(Exercise goal): Transcribe every entry word for word, but drop the pictures.

(Data excerpts):
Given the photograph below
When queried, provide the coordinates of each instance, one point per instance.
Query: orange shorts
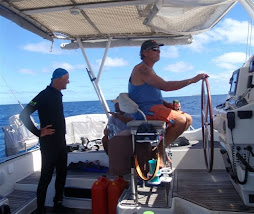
(163, 113)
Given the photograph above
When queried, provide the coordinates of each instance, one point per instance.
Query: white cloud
(26, 71)
(230, 61)
(113, 62)
(228, 31)
(42, 47)
(169, 52)
(179, 67)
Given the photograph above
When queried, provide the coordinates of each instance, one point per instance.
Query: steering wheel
(207, 124)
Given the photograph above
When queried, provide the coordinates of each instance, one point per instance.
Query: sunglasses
(154, 49)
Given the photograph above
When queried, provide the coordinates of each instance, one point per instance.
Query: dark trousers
(50, 161)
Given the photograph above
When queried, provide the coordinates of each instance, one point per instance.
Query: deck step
(22, 202)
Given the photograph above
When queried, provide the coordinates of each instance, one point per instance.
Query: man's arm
(146, 75)
(25, 118)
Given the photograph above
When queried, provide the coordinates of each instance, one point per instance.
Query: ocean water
(189, 104)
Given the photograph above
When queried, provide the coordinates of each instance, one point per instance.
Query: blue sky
(26, 63)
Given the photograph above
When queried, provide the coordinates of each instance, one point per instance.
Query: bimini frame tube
(94, 80)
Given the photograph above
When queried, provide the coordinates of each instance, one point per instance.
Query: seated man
(145, 89)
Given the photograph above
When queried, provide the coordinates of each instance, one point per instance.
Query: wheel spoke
(207, 124)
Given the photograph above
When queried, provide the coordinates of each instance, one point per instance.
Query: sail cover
(127, 23)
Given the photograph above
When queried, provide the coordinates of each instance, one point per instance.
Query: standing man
(51, 135)
(145, 88)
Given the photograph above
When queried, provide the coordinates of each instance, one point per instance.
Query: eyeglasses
(154, 49)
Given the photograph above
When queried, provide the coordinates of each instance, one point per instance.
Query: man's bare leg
(173, 132)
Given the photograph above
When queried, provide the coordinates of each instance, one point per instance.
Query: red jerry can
(99, 194)
(115, 189)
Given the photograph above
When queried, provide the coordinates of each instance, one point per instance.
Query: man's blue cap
(59, 72)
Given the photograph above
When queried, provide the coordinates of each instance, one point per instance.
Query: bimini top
(127, 23)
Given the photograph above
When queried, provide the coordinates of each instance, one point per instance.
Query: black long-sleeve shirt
(49, 105)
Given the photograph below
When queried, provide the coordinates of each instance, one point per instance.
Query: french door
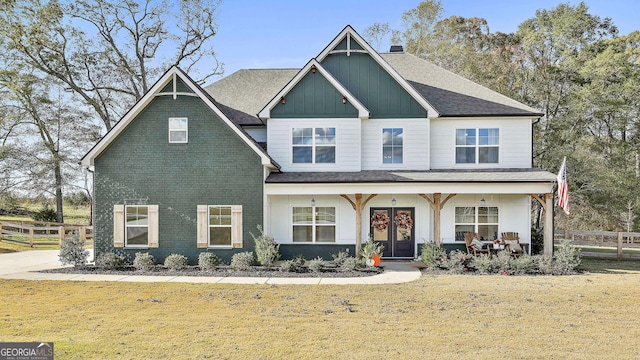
(395, 229)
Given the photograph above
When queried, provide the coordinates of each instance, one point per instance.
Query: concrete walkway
(24, 265)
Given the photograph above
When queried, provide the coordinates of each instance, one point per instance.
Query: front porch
(306, 214)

(Written reply):
Given the photograph below
When queried, provide the coordinates of each instance, one point per instance.
Query: orange shorts
(163, 113)
Given the photograph above
When queried, provide the coordinates of each instance, one point per instance.
Query: white cloud
(26, 71)
(230, 61)
(113, 62)
(228, 31)
(42, 47)
(169, 52)
(179, 67)
Given the photograph above
When queried, provide the coordinates of each instance, one point per instance.
Query: steering wheel
(207, 124)
Given the photograph above
When queried, provide the coordinates of each instance, one point per instance.
Query: sunglasses
(154, 49)
Given the photograph above
When queried, provide the coordinates of each instance, one point per instance.
Query: dark trousers
(50, 161)
Given the photograph above
When queried, provide the coordinates of each instance, one point per instance.
Query: deck step
(22, 202)
Given the photograph above
When queried, provide the coordinates of each instance, one point per instance.
Query: man's arm
(146, 75)
(25, 118)
Given the photograph above
When queried, provide the coordinates of each instance, one point per instance.
Query: ocean water
(189, 104)
Given the photograph above
When queried, provide the coordinates of each instance, one point per instance.
Query: blue sky
(26, 63)
Given the photograph above
When queried, provide the coordinates of each instance, one point per instance.
Query: bimini frame tube
(94, 80)
Given the photograph above
When queried, provide the coordinates of each instance, one point per instance.
Query: seated man
(145, 89)
Given the photograph above
When queried, provide the coordinates of each instance, one point per instance.
Query: wheel spoke
(207, 124)
Given the photograph above
When queried, provide the coordinates of each instance, one point per instance.
Query: sail cover
(127, 23)
Given the photograph above
When queried, provide the coordinates of each instance, one point per instance.
Query: standing man
(51, 135)
(145, 88)
Given the photograph above
When queried, provide the coordinates of each instance, one point per instance.
Query: eyeglasses
(154, 49)
Given the photograph above
When queried, provide the coordinates of each instance, one point per instance.
Query: man's bare leg
(173, 132)
Given the photograph above
When queried, provide the coordinates of each instance, one point per instance.
Query: red jerry can
(99, 194)
(115, 189)
Given the photograph above
When queried, provide the coordinates of each instance, one point per instance.
Query: man's blue cap
(59, 72)
Given the photograph above
When queried, provide the coordinates of each instance, one point per instance.
Query: bimini top
(127, 23)
Given the photograph above
When queried, provide the coordinates of each instance, one point per instance.
Query: black long-sleeve shirt
(49, 105)
Given the photograph below
When queried, provide the coordinates of each instance, one point per instance.
Query: french door
(395, 229)
Given the photograph above
When queried, provide the coordinates of each instance, one point per instance.
Query: concrete walkway
(24, 265)
Given the photograph above
When queried, provide the coordinates of each instance, one point per instance.
Query: front porch
(306, 214)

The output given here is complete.